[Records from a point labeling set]

— Begin —

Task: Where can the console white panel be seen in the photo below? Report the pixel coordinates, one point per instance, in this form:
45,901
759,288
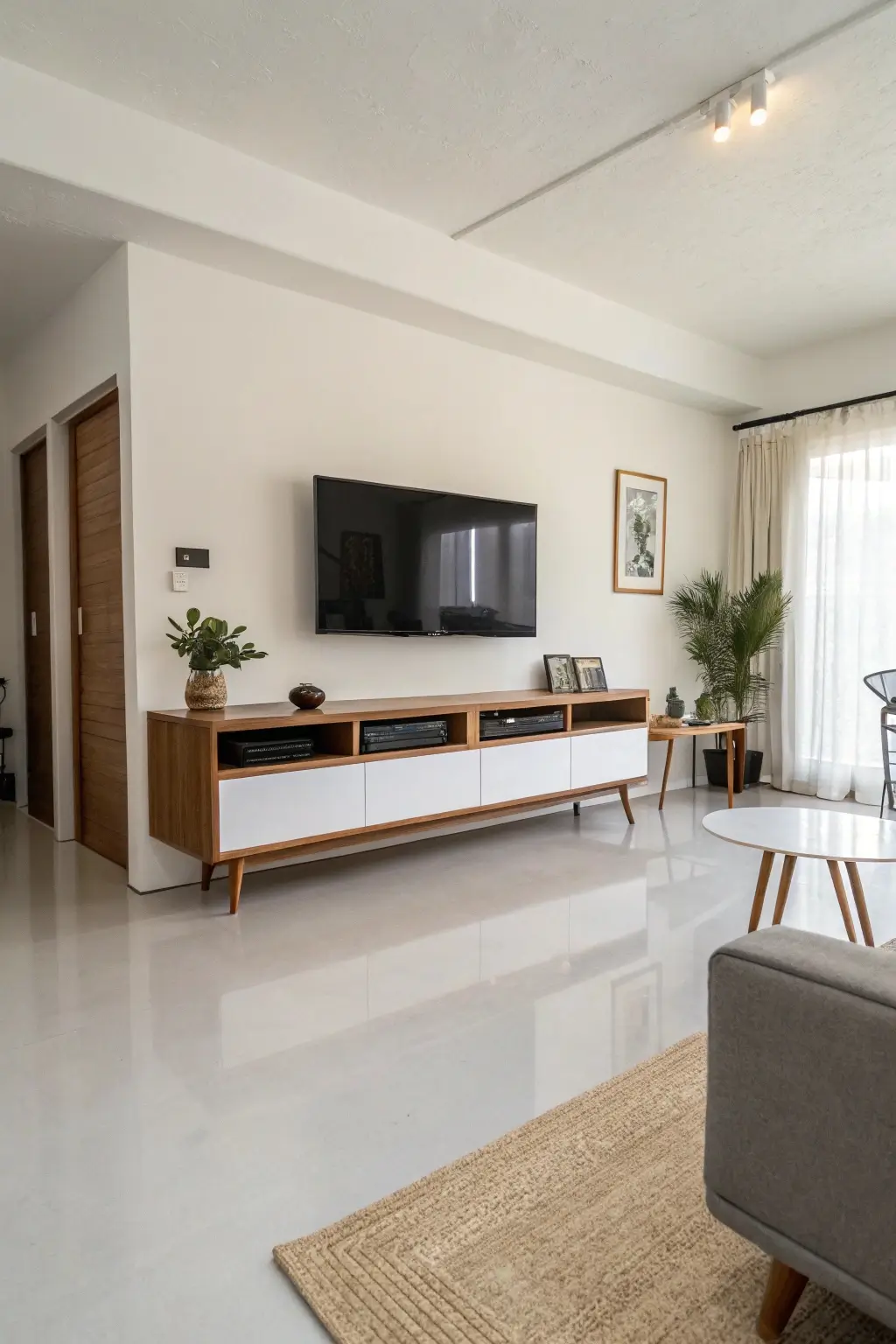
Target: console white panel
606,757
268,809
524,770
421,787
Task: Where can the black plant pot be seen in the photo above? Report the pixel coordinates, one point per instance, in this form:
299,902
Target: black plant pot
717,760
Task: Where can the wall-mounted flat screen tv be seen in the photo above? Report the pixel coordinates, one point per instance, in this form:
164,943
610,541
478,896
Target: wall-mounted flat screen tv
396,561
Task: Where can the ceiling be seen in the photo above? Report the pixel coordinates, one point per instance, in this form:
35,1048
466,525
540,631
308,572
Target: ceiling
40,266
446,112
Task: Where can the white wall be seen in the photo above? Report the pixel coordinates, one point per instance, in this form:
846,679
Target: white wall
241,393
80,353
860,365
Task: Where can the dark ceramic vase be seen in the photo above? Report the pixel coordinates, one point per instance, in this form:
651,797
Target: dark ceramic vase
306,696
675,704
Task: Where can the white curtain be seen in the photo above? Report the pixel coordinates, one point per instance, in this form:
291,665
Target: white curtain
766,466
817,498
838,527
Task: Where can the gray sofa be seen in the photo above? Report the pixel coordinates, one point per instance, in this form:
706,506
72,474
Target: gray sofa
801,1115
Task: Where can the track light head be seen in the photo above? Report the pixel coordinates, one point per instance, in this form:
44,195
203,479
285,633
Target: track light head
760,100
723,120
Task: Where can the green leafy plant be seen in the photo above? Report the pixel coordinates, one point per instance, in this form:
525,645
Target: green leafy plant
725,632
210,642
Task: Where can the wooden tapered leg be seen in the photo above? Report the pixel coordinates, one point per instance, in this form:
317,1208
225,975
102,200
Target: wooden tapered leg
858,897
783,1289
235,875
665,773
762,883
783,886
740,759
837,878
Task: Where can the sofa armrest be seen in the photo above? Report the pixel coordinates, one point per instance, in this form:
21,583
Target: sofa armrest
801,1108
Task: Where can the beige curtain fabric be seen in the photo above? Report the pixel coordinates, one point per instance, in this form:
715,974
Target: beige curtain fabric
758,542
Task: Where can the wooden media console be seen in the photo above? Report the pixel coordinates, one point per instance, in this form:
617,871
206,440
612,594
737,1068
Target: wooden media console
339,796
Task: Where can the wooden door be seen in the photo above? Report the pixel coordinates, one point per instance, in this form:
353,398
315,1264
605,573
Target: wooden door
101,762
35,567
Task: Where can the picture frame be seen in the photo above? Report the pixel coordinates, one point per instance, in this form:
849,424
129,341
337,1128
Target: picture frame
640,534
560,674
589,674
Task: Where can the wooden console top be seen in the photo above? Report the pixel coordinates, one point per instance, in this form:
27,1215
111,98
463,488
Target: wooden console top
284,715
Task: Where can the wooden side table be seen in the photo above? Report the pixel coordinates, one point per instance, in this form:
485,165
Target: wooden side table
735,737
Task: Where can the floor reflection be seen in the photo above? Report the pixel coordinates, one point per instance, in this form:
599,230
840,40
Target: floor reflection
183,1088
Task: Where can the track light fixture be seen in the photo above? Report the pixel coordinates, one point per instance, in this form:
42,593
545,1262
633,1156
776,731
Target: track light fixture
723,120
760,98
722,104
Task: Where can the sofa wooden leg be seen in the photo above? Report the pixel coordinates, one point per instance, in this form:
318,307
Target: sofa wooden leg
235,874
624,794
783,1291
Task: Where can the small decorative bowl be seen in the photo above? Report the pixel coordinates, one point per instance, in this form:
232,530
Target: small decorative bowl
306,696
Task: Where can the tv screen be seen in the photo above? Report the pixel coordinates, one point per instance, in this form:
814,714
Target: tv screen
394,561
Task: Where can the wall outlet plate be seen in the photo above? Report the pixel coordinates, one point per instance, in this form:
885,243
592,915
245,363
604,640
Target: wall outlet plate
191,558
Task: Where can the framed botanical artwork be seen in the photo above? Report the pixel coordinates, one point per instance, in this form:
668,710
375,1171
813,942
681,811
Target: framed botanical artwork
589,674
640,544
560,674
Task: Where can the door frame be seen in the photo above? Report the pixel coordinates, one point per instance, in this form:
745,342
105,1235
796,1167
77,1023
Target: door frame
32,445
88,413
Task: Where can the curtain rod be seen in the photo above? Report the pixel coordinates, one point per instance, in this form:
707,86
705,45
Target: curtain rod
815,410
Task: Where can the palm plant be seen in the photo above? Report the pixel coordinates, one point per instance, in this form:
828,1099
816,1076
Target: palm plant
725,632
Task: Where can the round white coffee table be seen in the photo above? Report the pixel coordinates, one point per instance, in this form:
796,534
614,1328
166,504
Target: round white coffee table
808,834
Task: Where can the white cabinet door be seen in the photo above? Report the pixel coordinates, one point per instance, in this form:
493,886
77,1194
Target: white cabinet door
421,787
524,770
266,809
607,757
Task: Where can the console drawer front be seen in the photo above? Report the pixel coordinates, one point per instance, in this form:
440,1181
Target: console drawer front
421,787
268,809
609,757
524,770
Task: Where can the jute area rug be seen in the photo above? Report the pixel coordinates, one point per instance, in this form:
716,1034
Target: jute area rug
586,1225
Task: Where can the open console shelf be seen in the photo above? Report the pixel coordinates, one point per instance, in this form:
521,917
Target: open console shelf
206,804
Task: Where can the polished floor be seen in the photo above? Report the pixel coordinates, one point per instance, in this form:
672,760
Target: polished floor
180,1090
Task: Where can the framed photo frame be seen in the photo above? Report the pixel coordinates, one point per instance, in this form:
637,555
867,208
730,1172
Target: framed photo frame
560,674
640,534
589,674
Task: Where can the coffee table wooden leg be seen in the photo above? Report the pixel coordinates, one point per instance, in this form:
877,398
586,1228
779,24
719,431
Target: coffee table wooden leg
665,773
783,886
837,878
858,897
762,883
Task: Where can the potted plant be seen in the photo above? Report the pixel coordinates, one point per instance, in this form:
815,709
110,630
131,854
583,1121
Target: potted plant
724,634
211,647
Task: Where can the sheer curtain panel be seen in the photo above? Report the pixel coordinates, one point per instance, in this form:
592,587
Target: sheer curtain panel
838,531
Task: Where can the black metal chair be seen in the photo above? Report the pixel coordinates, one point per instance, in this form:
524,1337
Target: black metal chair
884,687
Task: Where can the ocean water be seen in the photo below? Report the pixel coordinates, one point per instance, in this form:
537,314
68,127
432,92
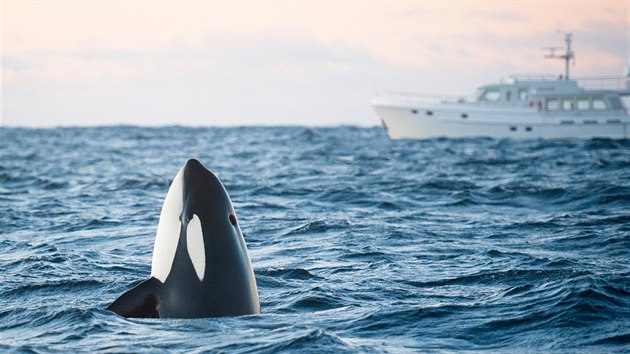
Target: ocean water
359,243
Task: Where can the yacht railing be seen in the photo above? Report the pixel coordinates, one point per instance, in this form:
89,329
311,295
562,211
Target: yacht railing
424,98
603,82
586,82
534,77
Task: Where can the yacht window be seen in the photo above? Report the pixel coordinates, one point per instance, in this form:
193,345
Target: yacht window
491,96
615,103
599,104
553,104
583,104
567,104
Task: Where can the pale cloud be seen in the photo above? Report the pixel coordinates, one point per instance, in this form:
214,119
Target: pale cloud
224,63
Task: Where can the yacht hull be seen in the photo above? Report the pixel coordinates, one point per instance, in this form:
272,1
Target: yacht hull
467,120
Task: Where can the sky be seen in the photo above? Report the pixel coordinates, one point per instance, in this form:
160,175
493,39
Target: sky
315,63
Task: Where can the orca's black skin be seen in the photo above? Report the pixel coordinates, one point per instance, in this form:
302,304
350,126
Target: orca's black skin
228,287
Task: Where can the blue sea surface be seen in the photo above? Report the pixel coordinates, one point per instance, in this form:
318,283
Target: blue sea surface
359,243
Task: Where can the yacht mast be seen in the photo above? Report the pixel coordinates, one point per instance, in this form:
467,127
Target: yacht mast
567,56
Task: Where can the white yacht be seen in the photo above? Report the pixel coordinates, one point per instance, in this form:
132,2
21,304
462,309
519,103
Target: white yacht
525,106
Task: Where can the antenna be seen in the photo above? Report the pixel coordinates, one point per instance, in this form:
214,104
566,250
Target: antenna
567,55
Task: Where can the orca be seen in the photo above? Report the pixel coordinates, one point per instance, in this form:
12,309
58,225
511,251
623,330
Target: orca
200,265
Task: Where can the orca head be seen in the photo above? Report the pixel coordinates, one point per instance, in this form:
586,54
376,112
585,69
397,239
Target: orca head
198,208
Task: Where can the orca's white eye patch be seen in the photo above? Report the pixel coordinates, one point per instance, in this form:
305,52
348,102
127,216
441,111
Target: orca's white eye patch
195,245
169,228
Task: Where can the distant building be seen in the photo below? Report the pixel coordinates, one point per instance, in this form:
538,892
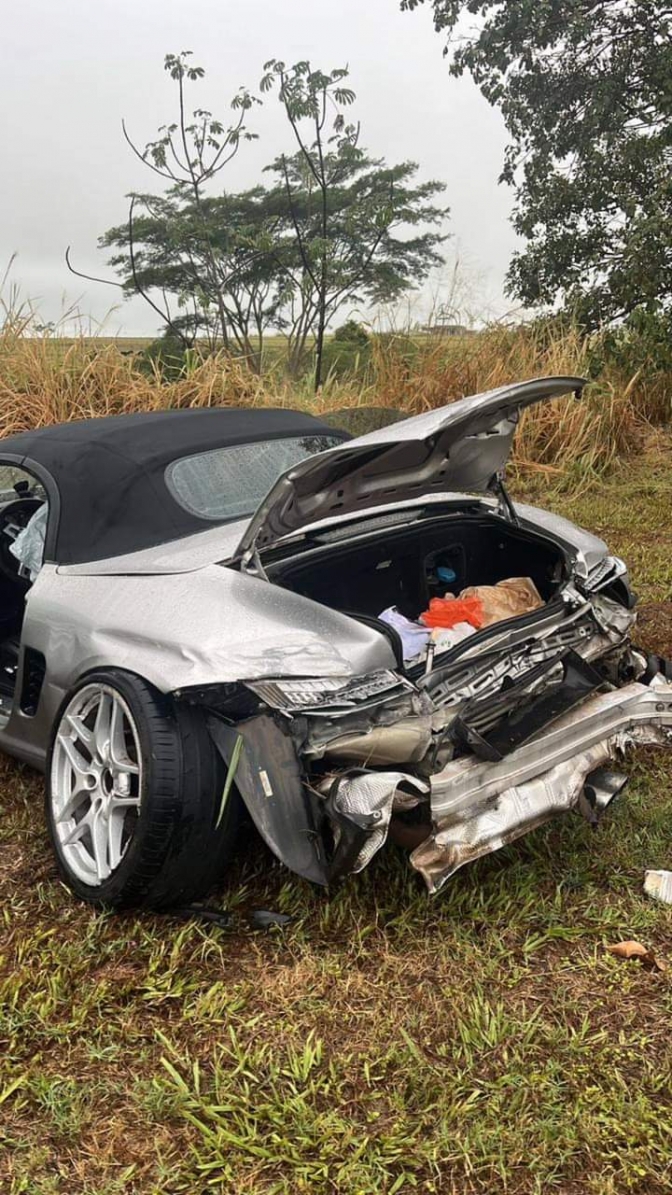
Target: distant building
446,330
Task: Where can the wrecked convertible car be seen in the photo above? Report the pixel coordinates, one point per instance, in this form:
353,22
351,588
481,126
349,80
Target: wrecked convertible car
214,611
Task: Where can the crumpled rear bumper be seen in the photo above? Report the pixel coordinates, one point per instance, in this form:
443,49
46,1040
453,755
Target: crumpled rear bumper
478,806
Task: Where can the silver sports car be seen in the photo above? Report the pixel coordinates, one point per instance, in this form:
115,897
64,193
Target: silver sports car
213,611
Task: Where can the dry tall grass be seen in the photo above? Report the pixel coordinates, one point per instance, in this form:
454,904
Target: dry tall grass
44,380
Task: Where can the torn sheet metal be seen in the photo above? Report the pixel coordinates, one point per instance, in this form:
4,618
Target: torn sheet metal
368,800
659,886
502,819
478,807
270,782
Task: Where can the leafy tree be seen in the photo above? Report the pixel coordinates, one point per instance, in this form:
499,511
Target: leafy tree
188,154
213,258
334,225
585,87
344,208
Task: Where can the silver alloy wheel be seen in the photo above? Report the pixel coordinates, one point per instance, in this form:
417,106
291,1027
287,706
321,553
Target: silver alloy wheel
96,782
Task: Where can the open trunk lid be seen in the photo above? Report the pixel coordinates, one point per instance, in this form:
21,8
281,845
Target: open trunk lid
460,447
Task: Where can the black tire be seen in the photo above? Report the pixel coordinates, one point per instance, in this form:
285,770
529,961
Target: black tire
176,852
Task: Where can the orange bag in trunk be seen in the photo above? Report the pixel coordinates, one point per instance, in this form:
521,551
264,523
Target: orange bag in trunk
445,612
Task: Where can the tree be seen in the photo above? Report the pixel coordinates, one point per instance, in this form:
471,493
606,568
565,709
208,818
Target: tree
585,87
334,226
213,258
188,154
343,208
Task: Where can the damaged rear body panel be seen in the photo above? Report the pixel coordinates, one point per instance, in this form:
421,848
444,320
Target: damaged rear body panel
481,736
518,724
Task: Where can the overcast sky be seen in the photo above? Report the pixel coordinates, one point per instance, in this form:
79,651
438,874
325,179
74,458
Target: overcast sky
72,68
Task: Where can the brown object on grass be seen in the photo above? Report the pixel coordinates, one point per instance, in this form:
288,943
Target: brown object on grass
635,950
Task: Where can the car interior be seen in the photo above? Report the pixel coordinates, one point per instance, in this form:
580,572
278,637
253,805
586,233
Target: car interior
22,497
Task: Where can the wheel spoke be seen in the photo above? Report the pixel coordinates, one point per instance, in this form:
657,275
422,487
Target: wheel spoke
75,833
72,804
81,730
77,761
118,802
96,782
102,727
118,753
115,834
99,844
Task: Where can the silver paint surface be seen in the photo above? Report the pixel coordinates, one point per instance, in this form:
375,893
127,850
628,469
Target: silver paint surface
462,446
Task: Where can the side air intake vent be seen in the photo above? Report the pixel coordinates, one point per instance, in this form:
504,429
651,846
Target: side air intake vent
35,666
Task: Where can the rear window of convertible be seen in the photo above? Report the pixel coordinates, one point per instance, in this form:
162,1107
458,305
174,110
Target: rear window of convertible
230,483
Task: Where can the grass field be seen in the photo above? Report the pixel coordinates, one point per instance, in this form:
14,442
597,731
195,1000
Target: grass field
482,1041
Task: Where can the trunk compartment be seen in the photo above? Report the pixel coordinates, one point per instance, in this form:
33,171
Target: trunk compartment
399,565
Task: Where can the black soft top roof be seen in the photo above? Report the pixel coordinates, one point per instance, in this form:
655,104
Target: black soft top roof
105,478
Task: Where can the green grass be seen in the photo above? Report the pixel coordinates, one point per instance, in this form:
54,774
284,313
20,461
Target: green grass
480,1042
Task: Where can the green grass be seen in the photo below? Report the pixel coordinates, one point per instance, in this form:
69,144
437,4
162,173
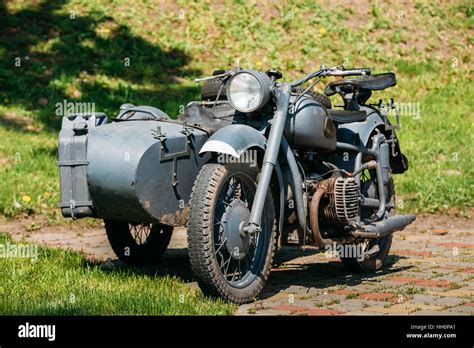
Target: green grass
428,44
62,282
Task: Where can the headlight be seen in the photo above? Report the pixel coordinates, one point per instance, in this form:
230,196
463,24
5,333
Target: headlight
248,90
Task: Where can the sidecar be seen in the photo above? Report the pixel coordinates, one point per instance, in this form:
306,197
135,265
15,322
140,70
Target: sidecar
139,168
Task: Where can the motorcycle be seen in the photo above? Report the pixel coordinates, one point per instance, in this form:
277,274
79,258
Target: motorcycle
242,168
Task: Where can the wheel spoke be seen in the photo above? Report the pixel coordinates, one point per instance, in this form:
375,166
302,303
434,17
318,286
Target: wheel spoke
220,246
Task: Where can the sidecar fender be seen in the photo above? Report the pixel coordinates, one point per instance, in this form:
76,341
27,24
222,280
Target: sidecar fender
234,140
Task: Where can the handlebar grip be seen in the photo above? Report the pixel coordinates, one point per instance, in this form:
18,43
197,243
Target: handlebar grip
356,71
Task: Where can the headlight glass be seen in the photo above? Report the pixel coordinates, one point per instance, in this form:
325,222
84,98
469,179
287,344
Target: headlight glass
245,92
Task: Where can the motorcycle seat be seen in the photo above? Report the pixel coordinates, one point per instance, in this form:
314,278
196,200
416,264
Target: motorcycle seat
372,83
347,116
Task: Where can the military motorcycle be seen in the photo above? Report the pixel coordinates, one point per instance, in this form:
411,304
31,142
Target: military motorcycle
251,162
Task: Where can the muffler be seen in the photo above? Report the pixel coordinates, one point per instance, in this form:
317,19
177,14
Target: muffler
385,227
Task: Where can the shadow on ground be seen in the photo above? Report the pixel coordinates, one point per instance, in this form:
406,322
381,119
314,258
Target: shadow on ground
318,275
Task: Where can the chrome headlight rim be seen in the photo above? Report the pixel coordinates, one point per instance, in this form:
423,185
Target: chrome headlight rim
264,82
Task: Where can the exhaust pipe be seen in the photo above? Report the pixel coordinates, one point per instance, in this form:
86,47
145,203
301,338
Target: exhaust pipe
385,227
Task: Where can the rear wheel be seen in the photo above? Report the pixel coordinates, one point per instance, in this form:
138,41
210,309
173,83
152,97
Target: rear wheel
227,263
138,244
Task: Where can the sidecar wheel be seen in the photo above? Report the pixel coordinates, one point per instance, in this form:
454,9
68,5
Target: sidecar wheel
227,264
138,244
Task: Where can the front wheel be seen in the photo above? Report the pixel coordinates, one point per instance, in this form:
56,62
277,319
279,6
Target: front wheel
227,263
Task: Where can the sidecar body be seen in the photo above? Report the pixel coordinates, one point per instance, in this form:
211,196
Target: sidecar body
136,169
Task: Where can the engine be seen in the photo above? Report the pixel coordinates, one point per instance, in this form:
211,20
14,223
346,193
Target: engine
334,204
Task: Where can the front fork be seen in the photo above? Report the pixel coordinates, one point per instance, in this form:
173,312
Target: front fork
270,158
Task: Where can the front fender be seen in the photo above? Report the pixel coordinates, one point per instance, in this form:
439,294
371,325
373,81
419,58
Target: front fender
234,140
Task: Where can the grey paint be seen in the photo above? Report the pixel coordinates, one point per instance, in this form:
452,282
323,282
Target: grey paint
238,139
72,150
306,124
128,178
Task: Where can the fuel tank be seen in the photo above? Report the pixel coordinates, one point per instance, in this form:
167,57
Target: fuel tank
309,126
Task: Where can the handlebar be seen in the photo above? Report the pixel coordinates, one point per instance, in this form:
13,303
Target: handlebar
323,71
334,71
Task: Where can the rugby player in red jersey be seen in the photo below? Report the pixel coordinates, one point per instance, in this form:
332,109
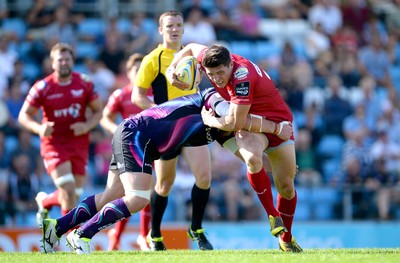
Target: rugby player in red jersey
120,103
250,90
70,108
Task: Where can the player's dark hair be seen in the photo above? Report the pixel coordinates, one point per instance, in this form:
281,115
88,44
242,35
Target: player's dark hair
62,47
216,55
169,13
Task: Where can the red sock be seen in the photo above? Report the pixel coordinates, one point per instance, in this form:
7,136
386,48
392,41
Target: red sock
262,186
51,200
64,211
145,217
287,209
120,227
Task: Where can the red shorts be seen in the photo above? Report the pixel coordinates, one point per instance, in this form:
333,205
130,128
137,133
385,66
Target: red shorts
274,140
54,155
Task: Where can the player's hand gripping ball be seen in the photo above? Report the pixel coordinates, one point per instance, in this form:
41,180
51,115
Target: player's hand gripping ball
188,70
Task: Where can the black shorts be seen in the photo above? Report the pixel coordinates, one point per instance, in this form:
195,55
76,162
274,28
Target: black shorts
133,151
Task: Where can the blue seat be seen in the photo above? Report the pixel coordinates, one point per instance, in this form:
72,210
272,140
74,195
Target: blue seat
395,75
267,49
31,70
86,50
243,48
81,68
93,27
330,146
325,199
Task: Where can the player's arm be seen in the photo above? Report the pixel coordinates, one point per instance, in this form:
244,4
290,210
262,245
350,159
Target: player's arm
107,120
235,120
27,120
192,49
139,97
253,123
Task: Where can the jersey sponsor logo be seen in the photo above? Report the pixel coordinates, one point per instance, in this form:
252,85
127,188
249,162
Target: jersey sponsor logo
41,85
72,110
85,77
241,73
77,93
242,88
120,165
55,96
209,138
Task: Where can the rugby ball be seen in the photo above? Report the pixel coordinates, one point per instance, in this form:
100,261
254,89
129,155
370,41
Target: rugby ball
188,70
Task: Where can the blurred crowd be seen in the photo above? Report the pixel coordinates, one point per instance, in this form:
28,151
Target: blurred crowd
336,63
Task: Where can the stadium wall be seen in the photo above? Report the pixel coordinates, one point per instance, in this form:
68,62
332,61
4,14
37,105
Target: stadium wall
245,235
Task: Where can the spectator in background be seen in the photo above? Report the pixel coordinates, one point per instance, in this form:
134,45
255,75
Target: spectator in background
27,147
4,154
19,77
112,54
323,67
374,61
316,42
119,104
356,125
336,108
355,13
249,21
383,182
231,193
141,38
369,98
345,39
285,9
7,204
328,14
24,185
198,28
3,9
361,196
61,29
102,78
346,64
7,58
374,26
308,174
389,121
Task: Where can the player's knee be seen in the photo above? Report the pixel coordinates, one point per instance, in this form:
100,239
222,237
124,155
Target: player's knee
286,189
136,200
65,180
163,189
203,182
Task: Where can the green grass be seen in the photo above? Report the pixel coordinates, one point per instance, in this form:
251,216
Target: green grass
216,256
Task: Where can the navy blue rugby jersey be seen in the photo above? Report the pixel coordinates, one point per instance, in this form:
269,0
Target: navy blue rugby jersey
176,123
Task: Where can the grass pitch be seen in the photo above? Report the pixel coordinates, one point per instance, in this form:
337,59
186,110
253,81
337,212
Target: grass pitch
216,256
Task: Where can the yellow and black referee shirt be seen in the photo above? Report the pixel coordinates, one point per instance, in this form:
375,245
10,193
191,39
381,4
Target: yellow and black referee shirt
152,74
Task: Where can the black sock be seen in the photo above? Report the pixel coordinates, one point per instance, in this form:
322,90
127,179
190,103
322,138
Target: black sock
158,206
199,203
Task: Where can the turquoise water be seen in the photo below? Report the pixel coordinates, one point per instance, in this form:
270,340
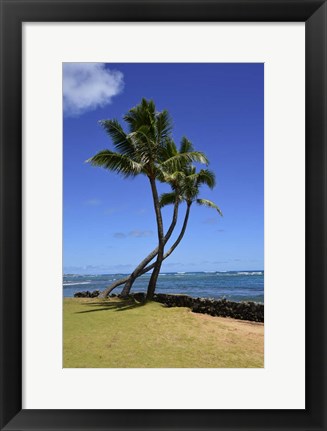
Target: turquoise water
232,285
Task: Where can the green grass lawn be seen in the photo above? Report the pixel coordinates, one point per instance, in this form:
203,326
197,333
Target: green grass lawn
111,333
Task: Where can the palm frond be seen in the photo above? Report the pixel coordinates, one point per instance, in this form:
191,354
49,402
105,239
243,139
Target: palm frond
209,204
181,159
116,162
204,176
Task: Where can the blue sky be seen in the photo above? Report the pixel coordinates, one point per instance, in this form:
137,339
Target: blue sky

— End —

Goal:
The answer consists only of the lines from the one containing "Task: Where can the green grass lawn" to the end of the records, each written out exactly.

Solved problem:
Task: Where can the green grass lawn be seen in the photo above? Report the pixel coordinates, one point per instance, in this form:
203,326
197,333
Target: green grass lawn
111,333
Task: Where can the palm frond be seen in the photo above? Report the pixel coordinates, one point per instance, in this form:
191,354
49,402
105,239
243,139
Target: palm frond
209,204
181,159
116,162
204,176
Task: Where can the blue sky be seen in the photo above? Report the pixel coordinates, one point per instance, in this form:
137,339
Target: blue sky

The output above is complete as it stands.